▶ [Source document]:
•••
Independent :: 01 June 2005

Forget leaving fingerprints at the scene of the crime. Today’s police know that the hard evidence they find on your hard drive can put you behind bars, says Jimmy Lee Shreeve

Computer forensic analysts – the detectives of the digital world – are in big demand. Electronic evidence is proving critical in solving crimes, with the proliferation of computers, PDAs, mobile phones and even iPods.

An internet bookmark or deleted e-mail can be vital to securing a conviction. In South Dakota, a woman was found drowned in her bath with high levels of temazepam in her blood. It looked like suicide – until investigators looked at her husband’s computer and found he’d been researching painless killing methods online. With this evidence, prosecutors were able to convict him.

Law-enforcement agencies have realised that electronic evidence can help catch all kinds of criminals, not just hackers, and are scrambling to hire skilled people. In Britain, the Metropolitan Police is advertising for recruits. “Successful candidates will be involved in the analysis of computer-based media, advising officers on their findings and giving evidence in court,” the advert says.

In the US, the FBI manages a growing number of computer forensics labs. In 1984, the bureau’s magnetic media programme dealt with three cases; last year, its labs handled more than 1,500.
•••
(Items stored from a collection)
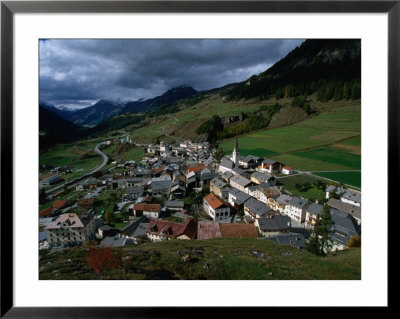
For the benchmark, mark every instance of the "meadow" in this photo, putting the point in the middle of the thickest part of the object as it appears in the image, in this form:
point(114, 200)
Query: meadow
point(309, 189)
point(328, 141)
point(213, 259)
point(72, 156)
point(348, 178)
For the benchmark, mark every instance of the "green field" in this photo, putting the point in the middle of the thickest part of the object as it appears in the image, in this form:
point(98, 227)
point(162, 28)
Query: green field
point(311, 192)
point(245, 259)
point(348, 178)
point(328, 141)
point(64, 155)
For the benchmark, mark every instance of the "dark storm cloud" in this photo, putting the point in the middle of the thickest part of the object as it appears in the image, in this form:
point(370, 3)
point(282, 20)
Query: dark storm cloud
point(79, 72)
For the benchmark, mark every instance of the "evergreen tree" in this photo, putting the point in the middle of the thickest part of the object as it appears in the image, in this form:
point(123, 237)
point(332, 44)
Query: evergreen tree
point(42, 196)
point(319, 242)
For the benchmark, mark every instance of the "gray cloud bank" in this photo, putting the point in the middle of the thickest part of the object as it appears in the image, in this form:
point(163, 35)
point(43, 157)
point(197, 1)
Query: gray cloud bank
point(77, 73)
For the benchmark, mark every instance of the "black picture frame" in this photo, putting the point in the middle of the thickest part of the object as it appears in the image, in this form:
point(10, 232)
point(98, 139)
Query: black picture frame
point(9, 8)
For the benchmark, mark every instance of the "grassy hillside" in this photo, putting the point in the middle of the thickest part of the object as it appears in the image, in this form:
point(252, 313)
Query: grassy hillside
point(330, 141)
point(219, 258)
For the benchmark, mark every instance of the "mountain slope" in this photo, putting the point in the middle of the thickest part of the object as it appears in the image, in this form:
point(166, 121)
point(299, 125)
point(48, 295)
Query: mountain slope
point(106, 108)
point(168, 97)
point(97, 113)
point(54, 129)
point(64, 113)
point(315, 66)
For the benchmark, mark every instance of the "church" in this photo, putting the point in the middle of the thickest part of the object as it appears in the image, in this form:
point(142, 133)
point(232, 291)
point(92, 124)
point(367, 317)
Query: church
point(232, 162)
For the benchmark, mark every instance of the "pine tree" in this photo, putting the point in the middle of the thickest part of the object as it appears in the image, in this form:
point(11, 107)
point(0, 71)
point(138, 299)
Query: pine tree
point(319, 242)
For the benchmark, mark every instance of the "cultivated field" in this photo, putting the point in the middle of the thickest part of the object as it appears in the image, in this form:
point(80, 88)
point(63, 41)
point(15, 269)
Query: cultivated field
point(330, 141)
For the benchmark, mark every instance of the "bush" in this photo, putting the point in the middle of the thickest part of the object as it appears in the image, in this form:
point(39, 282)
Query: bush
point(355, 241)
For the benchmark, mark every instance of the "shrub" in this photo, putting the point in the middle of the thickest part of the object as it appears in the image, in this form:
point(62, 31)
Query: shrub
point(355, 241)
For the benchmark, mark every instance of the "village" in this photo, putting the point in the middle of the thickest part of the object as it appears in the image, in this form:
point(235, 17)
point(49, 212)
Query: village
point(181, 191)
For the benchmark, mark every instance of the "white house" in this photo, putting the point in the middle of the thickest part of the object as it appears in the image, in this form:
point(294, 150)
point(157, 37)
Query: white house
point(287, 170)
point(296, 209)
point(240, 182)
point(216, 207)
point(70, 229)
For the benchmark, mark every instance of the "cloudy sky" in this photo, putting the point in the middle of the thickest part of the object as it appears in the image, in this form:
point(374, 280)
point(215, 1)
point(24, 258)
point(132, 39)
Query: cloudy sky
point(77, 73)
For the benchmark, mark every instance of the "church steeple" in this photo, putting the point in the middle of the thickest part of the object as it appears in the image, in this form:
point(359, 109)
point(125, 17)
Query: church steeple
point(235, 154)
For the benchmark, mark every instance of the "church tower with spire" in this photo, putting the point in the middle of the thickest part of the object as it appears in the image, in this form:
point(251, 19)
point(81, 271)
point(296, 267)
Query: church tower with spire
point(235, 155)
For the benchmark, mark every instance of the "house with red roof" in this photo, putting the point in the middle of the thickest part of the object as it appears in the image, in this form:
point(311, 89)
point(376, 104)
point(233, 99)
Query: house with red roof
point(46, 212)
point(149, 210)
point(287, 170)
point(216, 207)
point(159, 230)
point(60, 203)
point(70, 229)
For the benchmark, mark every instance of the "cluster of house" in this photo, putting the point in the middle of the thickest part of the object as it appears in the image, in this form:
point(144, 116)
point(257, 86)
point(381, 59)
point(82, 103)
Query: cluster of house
•••
▶ [Written tasks]:
[A] Answer these from the article on computer forensics:
(i) What drug was found at high levels in the blood of the woman in South Dakota?
(ii) Which British police force is advertising for recruits?
(iii) How many cases did the FBI's magnetic media programme deal with in 1984?
[B] Carry on the article about computer forensics from the point where it stops.

▶ [Answers to the exercises]:
[A]
(i) Temazepam
(ii) The Metropolitan Police
(iii) Three

[B]
“The whole market is growing exponentially,” says Andy Frowen (pictured above), a director of CCL-Forensics (, a Warwickshire company supplying computer forensic services to 10 UK constabularies. “More people own PCs and are connected to the internet, and the police are increasingly aware that these devices can be used to commit or facilitate crime.”

In the past, equipment was usually seized in connection with suspected paedophile or hacking offences. But today, says Frowen, “they seize computers in murder, rape and fraud cases. Almost every crime at some point touches a computer.”

It’s crucial that the evidence stays intact, so digital forensic examiners never work directly on suspects’ computers. “Every time you look at a file, it changes – the date stamp, for instance, would register the day and time you opened the file, contaminating the evidence,” says Neil Barrett, a professor of criminology at Cranfield University and the author of Traces of Guilt (Corgi, 2005).

“We preserve digital evidence using a method known as ‘imaging’ or ‘freezing’. A suspect’s hard drive is removed and put in a computer that is ‘write blocked’ and can’t write to the disk. A forensic image is then taken of that hard drive – an exact clone that can be examined.”

The most widely used software for this is EnCase (, a proprietary Windows-based program. The mantra is: delete doesn’t mean gone. Deleting a file, emptying the bin or even reformatting a hard drive will not necessarily get rid of evidence. This is because computers retain data even after it has been deleted.

Not surprisingly, software is available that deletes and overwrites data. One such program is the Privacy Suite from CyberScrub (, which claims to “remove all evidence of online activity, erase previously ‘deleted’ files, and securely destroy e-mail”. Such programs have legitimate uses – bank details or health records would be at risk if you sold your computer or others gained access to it.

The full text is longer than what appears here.